• **Exercise prompt**:
List each line of the data that holds the string "below".

Point localization data:

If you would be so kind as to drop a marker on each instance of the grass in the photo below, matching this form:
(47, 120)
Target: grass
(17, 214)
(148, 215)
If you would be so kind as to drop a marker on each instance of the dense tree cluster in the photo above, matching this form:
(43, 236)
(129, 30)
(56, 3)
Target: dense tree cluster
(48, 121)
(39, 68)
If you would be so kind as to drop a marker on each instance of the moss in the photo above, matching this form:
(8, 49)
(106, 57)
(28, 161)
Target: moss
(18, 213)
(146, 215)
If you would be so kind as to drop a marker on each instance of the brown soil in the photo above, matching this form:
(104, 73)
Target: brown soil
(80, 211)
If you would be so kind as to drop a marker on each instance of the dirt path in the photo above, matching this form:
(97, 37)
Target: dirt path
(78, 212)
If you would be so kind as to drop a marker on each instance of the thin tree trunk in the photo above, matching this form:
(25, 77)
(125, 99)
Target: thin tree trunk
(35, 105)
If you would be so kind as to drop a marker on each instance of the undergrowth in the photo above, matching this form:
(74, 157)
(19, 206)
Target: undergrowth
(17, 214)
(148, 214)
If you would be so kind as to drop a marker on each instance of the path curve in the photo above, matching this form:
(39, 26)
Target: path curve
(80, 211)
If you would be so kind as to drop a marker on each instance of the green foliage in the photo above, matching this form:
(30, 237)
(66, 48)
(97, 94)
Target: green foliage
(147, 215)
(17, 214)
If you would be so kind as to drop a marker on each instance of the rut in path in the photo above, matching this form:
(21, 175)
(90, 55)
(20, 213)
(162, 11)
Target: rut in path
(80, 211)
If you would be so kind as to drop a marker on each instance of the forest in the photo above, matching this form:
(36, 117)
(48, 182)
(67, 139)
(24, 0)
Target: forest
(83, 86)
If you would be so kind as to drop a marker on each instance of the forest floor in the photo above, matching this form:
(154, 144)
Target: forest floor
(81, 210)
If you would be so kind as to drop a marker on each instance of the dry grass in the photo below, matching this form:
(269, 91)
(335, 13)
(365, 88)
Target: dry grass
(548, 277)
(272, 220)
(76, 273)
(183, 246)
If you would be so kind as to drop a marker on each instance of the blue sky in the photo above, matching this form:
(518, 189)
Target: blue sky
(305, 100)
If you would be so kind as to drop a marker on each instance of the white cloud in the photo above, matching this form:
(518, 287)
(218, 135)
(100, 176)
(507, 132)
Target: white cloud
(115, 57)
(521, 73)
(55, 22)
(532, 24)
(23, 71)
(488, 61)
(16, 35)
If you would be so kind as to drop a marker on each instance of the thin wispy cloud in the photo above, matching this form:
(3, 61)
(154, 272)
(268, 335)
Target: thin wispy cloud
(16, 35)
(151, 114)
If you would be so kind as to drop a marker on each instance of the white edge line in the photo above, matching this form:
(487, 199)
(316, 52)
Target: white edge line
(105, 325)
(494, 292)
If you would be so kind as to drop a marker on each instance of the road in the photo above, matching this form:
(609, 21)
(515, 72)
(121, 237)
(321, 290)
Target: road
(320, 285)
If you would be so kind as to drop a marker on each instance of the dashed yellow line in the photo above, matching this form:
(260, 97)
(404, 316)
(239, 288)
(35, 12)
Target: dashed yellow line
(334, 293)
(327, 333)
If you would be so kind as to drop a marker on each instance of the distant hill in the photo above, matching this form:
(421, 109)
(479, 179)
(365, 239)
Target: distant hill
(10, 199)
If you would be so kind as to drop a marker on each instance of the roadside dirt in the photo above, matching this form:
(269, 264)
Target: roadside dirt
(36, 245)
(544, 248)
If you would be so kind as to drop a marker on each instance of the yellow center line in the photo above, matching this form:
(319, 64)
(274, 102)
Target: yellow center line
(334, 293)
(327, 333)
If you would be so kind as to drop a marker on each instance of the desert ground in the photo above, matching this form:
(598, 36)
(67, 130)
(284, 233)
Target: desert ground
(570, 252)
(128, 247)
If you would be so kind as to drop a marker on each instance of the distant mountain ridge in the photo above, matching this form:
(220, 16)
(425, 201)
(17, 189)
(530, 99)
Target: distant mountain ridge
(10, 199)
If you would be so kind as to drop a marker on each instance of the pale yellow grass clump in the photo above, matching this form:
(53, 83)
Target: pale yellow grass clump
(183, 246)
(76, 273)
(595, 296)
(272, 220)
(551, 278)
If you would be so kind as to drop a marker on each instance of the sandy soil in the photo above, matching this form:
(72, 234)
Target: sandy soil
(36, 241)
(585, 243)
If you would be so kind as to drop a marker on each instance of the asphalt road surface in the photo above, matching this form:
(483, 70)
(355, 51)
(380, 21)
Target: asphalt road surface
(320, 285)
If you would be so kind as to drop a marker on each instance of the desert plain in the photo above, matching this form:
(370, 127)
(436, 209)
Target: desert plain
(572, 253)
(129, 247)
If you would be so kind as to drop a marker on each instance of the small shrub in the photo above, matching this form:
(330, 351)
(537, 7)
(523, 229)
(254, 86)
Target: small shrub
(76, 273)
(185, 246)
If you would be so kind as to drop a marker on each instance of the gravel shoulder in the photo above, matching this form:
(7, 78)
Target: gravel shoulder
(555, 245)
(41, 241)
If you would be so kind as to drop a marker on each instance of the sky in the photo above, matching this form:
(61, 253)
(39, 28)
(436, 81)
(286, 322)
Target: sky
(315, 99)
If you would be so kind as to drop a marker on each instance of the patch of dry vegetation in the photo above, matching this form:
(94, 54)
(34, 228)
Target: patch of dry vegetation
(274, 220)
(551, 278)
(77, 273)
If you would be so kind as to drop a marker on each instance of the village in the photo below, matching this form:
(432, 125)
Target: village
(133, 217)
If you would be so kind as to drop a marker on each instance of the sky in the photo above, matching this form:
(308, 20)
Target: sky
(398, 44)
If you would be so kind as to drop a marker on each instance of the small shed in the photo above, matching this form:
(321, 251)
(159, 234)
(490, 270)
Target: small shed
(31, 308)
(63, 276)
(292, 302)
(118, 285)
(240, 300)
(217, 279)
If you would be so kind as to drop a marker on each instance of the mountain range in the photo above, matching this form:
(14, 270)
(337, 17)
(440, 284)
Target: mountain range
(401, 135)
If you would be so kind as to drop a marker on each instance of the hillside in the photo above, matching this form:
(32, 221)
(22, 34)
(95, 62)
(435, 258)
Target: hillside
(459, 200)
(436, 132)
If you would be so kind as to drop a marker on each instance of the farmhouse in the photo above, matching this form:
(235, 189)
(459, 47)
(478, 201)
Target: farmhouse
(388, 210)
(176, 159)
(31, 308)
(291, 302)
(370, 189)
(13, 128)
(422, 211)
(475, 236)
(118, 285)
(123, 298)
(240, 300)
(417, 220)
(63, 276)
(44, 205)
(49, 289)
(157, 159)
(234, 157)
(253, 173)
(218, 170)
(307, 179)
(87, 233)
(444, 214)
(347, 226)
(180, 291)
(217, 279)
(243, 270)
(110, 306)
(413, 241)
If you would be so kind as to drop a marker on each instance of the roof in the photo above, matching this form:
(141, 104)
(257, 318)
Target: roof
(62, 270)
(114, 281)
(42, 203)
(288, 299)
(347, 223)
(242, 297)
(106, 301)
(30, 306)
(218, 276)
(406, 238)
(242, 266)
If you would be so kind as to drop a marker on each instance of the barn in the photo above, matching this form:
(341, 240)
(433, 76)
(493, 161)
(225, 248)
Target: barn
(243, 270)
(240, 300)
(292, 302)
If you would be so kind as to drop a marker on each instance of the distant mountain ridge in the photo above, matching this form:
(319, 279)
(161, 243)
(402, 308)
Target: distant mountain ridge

• **Result of the exercise**:
If you would be so kind as to drop a marker on each instance of the grass in the photo below, matching this form:
If you would be so kind as to drop a marker on each instance of the dry grass in the photo below, matching this form:
If you would be so kind as to drop a marker on each instance of the village in the photo below, matching this form:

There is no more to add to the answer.